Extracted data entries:
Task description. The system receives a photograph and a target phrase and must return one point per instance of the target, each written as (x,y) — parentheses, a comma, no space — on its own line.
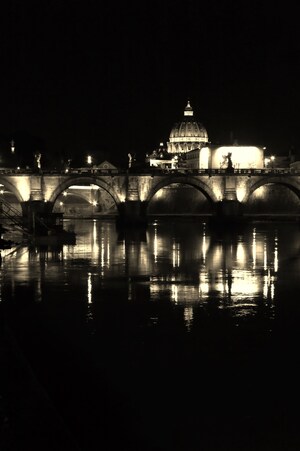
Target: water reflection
(181,262)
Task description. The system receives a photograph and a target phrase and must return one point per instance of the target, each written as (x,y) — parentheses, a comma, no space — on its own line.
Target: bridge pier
(132,213)
(38,216)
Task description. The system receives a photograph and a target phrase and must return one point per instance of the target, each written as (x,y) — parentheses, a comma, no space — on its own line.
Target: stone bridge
(132,191)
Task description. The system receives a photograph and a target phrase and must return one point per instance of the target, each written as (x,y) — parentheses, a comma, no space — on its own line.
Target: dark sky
(89,76)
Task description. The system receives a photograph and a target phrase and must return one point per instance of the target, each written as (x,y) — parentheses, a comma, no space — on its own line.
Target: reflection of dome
(187,134)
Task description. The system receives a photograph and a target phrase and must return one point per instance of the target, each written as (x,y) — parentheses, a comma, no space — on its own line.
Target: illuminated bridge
(133,195)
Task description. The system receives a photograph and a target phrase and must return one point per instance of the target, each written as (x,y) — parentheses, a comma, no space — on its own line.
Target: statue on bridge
(229,163)
(37,161)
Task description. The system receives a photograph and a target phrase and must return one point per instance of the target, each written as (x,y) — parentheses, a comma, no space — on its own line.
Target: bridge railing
(152,171)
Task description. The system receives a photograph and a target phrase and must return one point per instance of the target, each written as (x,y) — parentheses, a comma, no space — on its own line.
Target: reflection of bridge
(133,191)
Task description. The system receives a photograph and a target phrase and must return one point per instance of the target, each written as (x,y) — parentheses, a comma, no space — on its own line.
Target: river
(178,337)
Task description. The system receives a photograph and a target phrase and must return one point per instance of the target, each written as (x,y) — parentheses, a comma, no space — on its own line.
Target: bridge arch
(11,187)
(191,181)
(84,181)
(292,185)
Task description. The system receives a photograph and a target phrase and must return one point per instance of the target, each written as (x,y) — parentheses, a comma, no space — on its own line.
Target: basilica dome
(187,134)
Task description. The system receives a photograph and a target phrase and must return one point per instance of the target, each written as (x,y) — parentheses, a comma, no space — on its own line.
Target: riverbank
(28,419)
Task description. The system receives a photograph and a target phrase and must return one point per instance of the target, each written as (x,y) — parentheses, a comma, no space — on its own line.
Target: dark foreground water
(179,338)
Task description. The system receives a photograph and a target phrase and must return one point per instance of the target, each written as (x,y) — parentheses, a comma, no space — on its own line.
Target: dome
(187,134)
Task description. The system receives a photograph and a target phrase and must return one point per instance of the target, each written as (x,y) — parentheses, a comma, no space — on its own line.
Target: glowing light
(188,314)
(276,255)
(204,158)
(243,157)
(89,288)
(240,254)
(254,249)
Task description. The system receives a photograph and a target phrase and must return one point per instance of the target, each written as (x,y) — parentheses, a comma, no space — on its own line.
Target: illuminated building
(215,157)
(187,134)
(189,144)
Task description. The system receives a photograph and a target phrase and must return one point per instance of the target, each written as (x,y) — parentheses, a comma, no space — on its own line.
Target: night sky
(109,78)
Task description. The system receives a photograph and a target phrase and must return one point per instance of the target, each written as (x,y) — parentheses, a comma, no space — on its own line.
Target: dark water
(179,338)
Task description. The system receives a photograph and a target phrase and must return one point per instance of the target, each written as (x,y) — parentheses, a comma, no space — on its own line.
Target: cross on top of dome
(188,111)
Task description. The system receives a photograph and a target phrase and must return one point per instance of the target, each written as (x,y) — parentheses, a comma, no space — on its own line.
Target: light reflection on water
(178,321)
(181,261)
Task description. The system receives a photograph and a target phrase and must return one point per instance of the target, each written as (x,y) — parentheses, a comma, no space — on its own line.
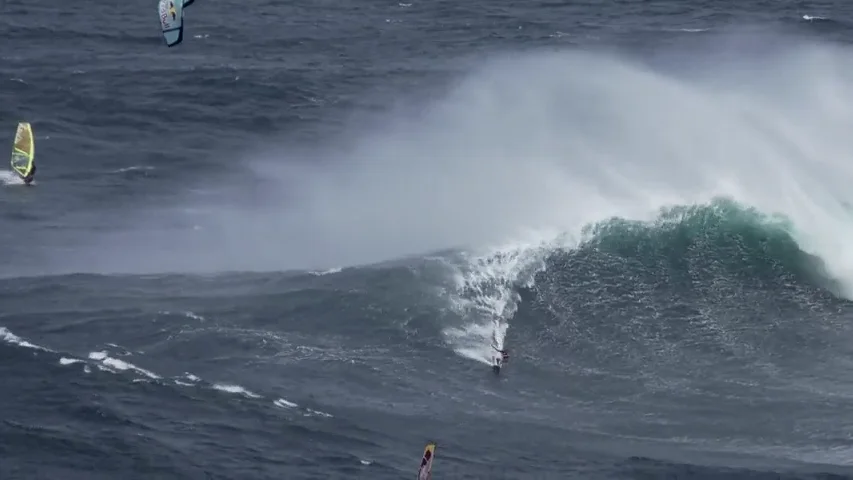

GIVEN INSTRUCTION:
Please filter the rows above and copy out every line that contains the word "light".

RESULT:
Target: glowing light
Target: light reflection on water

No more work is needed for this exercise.